AVAILABLE RECORDS:
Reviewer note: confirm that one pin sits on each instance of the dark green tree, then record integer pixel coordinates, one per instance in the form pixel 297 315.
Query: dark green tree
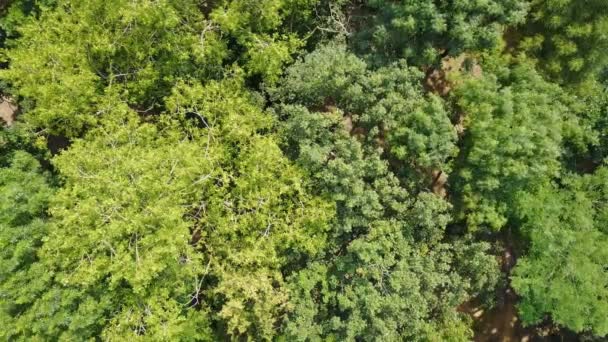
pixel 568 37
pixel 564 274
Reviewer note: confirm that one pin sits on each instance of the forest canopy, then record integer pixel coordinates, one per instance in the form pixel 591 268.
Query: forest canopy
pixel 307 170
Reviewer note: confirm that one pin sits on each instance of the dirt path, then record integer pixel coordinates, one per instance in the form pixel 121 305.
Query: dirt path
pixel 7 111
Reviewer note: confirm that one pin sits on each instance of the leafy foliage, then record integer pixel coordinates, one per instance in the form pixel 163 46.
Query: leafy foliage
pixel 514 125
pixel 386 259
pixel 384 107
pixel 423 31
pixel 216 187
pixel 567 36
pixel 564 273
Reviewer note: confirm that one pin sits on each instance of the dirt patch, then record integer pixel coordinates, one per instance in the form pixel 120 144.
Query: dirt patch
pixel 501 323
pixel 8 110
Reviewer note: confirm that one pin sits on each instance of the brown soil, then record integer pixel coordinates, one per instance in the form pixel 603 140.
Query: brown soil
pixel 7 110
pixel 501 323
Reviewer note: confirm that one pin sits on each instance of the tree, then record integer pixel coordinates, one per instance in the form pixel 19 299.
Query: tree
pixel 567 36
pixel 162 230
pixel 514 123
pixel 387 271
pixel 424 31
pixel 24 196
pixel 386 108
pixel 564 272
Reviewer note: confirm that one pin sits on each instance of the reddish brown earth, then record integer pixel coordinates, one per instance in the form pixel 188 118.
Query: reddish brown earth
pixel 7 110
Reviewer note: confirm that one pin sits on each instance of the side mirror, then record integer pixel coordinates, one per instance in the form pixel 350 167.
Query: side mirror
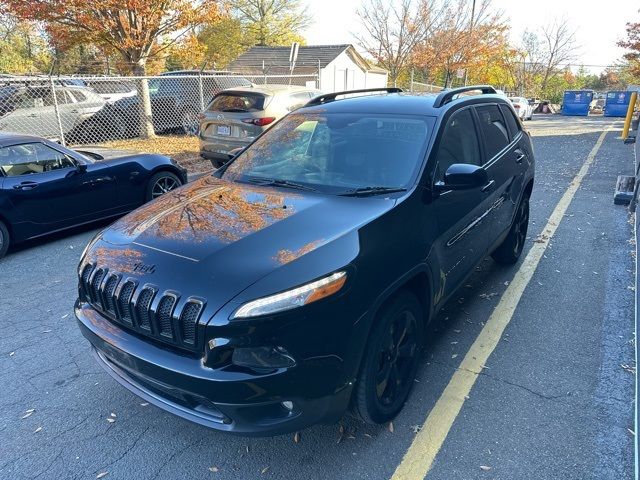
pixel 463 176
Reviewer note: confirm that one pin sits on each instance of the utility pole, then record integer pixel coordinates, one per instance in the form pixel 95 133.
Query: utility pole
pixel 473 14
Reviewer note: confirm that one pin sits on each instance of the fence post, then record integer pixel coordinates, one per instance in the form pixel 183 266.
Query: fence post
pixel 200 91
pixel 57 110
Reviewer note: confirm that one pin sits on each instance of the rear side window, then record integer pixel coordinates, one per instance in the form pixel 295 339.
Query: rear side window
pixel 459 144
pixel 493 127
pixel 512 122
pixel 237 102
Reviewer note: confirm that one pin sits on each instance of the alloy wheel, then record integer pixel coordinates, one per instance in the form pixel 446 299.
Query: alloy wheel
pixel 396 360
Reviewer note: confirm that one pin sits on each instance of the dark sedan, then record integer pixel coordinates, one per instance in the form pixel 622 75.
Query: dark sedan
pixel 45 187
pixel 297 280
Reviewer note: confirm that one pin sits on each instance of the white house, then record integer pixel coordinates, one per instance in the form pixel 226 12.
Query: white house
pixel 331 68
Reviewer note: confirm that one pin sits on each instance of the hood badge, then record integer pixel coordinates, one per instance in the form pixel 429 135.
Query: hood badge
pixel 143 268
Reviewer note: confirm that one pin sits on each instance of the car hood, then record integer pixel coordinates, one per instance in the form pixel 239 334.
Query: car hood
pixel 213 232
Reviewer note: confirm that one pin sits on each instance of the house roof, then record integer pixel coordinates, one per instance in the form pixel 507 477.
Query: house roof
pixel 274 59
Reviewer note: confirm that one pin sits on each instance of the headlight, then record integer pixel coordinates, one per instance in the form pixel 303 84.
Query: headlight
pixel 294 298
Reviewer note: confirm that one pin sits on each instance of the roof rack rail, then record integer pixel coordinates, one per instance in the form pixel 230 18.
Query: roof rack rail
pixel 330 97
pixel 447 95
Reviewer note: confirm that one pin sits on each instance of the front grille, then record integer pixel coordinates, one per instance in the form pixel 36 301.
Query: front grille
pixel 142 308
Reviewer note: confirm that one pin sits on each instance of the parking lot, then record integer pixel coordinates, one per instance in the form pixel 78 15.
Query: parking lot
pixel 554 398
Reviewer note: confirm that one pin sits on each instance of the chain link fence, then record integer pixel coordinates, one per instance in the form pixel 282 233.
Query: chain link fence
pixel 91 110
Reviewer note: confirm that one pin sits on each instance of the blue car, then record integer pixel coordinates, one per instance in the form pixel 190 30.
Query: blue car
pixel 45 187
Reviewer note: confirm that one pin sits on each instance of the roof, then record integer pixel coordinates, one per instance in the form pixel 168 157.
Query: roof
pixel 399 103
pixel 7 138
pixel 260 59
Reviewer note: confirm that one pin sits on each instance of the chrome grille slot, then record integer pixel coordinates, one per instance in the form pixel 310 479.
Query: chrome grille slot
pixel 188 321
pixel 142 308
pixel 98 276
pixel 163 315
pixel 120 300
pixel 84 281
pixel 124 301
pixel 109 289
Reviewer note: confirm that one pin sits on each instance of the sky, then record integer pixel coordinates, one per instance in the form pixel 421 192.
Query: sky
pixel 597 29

ABOUT THIS TASK: Each record should be copied exactly, and each image left out.

TASK SOLUTION:
Reviewer note: confirm that one pin sits on each instance of the dark green tree, then record integer pixel coordinates, one per instance in the form pixel 297 315.
Query: dark green tree
pixel 568 37
pixel 564 274
Reviewer note: confirm that one pin sits on each instance of the forest canopy, then record integer pixel coordinates, one per instance in the form pixel 591 268.
Query: forest canopy
pixel 307 170
Reviewer note: confirm that one pin sits on each instance of the dirt path, then record integer pixel coordinates, one per instance in the form pixel 121 305.
Query: dirt path
pixel 7 111
Reviewer note: confirm that one pin sits on each instance of the leafy foliage, then record integer pixel coordinates, one per instance in the form pixel 163 46.
Query: leafy foliage
pixel 514 125
pixel 386 259
pixel 384 107
pixel 423 31
pixel 216 187
pixel 567 36
pixel 564 273
Reviewer note: confirm that one pin sits on each instance of the dirt patch, then record integer pixel coordinates, one per instance in the form pixel 120 144.
Query: dirt patch
pixel 501 323
pixel 8 110
Reviewer note: confirm that one pin sits on each instance of the brown soil, then record integer pixel coordinates, one per instance in the form pixel 603 140.
Query: brown soil
pixel 7 110
pixel 501 323
Reviewer note: confirm that one pin sits on each instance of the tree, then record integer pixel coordinates, one per instance in the form pixel 19 299.
Query: tree
pixel 567 36
pixel 162 230
pixel 514 123
pixel 387 271
pixel 424 31
pixel 24 196
pixel 386 108
pixel 564 272
Reviewer note: confirm that one pin sits on each instance of the reddish brown earth, then record integer pixel coordinates, one per instance in the form pixel 188 118.
Query: reddish brown earth
pixel 7 110
Reviewer note: confirm that one pin sits on each instance of the side mirror, then record integer pixel coordinates, one per instance in the form pixel 350 167.
Query: side mirror
pixel 463 176
Reviewer note: confirm that one pin sits on each instance of the utility pole, then record integer pixel coordinates, one per instance in the form pixel 95 133.
Query: utility pole
pixel 473 14
Reviewer note: confirm that one pin sits on each instance of the fence post, then record integer pixel coordinates, one per instance in the form pixel 183 266.
Query: fence post
pixel 200 91
pixel 57 110
Reviewer note: confirm that one pin sits on each instance of the rear side window, then record integer pixel coordinates, one per instance in the form pixel 295 339.
Query: rear side window
pixel 459 144
pixel 493 127
pixel 512 122
pixel 237 102
Reviewer note: confirm that one pin sits on each instance of the alloy wheel, then record integer pixel coordinates, one per instance in the form pixel 446 299.
Query: alloy wheel
pixel 396 360
Reviewer note: confirm that one pin sits on each instance of the dark sedan, then record integer pixel coordinates, one per instance in the form pixel 622 75.
Query: dark sedan
pixel 45 187
pixel 297 280
Reviewer note: confirm that one pin sits on each instance of the white house, then record integer pixel coordinates, one per instance in the form pixel 226 12.
Query: white house
pixel 331 68
Reviewer note: confirm that one pin sits on each instance of the hood badge, then record integer pixel coordinates, one per instance in the form pixel 429 135.
Query: hood badge
pixel 143 268
Reviewer note: confirm that one pin sits on each instance of the car hood, then record integer pixel coordinates, one per instance in the form pixel 239 334.
Query: car hood
pixel 213 232
Reviewer note: confirm that one pin sits on each instance of the house roof, then record integer pixel coordinates, one per instance in the form pixel 507 477.
Query: house roof
pixel 274 59
Reviewer note: confirm that one pin sits on each instance of the headlight, then record integer pixel coordinates, one per instance in the form pixel 303 84.
Query: headlight
pixel 294 298
Reviewer note: confirm that one pin sits on each instance of the roof rack rail, then record integer pixel coordinates, one per instance in the form pixel 230 18.
Query: roof rack rail
pixel 330 97
pixel 447 95
Reviewer note: confirm that one pin sits on each instance of the front grille, then record integer pixel coordinates, one per instance in the form pixel 36 301.
Query: front grille
pixel 142 308
Reviewer note: confirm that one pin sits on each instance of the parking lot, then record integer pixel coordinates, one per instance in the form pixel 78 15.
Query: parking lot
pixel 554 398
Reviewer note: confirm that one pin sits on each instance of the chain link fence, then record integer pixel coordinates, one per instance in the form pixel 282 233.
Query: chain link fence
pixel 91 110
Reviewer note: confirm that one pin sits on each instance of the blue car, then record integer pixel coordinates, one per instance in the form pixel 190 30.
Query: blue car
pixel 45 187
Reviewer note: confirm that one pin sits on each instance of the roof, then record integer pixel coordinates, one per instance in the form pixel 168 157.
Query: roof
pixel 399 103
pixel 7 138
pixel 260 59
Reviewer note: confirm that one pin sits on each instance of the chrome grille slot, then record integer pixel coordinates, one per instance in the form pixel 310 479.
Query: chrome grille slot
pixel 188 321
pixel 142 308
pixel 98 276
pixel 163 315
pixel 120 300
pixel 84 281
pixel 124 301
pixel 109 289
Reviewer note: confirm that one pin sits on each instance of the sky, then record integer pixel coordinates, one per instance in the form pixel 421 192.
Query: sky
pixel 597 29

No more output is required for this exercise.